# Provided data:
=-=-=-=-=

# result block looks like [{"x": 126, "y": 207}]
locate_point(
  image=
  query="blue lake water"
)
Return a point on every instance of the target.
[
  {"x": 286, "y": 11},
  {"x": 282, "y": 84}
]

=-=-=-=-=

# Work order:
The material is to be written out once more, exactly and in full.

# Problem solution:
# result block looks like [{"x": 126, "y": 207}]
locate_point(
  image=
  query="blue lake water"
)
Return a point on every instance of the target.
[
  {"x": 286, "y": 11},
  {"x": 282, "y": 84}
]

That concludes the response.